Over the past 39 years, I've never used a goto in C or C++. I did use the goto in Basic. My first computer only had GWBasic and assembly language.
Some situations where there is a benefit to a using goto are mentioned in Hopkin's 1979 paper, "A Case For The Goto", which I believe was written in response to Dijkstra's paper, "A Case Against The Goto". Even with modern compiler optimizations, the examples in both papers still apply today.
I would, and have, gone to extreme lengths to avoid using a goto, for the reasons you mentioned. Even when I've had to jump out of the center of multiple nested loops, I used an exit-flag and an if-statement with a break after each loop. Still, there is no question that this is a bit slower than using a goto to jump out of the center.
I have coded many real-time Digital Signal Processing algorithms with streaming data. Often these algorithms must be fast enough to keep up with the input data stream. In some cases, I have had to write special assembly code routines for some calculations, otherwise the algorithm couldn't keep up with the input data. Unfortunately, unlike the C language, assembly language isn't portable.

## JOBS:
a) In the excerpt on using goto, rewrite the passage between "I would, and" and "language isn't portable.", inclusive, replacing "input data" with "incoming data".
b) How many lines of the entries contain the string "wall", with case counting? Reply with the number alone.

## EXERCISE MATERIALS:
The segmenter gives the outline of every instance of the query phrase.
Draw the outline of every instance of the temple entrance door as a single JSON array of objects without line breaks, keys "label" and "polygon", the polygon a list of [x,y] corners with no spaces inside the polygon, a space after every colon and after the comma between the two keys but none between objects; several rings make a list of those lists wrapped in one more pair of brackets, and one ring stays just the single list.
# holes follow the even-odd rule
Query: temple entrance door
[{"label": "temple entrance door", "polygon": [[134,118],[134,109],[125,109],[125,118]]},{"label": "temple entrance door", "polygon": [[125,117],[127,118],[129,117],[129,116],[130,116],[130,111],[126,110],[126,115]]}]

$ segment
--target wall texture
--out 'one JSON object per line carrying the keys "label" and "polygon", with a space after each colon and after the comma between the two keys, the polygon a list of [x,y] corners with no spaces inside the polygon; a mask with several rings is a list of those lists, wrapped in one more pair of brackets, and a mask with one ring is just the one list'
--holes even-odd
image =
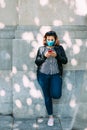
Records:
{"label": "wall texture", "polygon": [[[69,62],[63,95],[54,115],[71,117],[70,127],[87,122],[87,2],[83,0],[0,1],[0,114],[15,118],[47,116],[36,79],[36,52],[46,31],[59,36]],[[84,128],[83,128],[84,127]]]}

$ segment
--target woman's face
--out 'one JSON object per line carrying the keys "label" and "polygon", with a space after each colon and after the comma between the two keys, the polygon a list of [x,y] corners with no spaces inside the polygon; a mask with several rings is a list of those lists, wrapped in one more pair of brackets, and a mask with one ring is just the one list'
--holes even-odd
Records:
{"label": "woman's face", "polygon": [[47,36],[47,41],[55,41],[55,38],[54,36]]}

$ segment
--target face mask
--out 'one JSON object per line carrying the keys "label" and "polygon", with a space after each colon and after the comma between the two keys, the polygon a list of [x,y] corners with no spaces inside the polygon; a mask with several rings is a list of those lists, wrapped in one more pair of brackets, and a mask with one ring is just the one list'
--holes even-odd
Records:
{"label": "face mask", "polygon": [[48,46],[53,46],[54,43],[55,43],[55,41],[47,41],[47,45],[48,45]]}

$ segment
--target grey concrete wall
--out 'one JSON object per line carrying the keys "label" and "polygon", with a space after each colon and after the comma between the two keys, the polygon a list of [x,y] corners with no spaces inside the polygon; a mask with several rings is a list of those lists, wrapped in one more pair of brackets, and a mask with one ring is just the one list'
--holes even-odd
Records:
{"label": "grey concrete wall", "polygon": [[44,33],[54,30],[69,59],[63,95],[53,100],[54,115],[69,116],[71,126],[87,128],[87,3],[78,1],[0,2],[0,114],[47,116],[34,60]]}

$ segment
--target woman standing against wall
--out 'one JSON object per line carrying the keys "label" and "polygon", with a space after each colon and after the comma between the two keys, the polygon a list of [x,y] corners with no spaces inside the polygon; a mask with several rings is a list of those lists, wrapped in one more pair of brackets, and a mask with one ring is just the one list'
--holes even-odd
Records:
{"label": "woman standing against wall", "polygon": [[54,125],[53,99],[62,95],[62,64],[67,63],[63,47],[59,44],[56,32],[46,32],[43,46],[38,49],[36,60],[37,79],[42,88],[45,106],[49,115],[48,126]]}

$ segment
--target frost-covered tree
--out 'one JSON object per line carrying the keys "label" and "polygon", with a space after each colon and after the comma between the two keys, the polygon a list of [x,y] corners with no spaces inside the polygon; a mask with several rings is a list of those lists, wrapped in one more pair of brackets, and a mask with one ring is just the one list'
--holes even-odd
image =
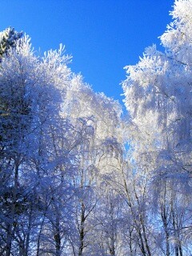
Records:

## TASK-BY-TASK RESULTS:
a)
I would, and have, gone to extreme lengths to avoid using a goto, for the reasons you mentioned. Even when I've had to jump out of the center of multiple nested loops, I used an exit-flag and an if-statement with a break after each loop. Still, there is no question that this is a bit slower than using a goto to jump out of the center.
I have coded many real-time Digital Signal Processing algorithms with streaming data. Often these algorithms must be fast enough to keep up with the incoming data stream. In some cases, I have had to write special assembly code routines for some calculations, otherwise the algorithm couldn't keep up with the incoming data. Unfortunately, unlike the C language, assembly language isn't portable.

b) 6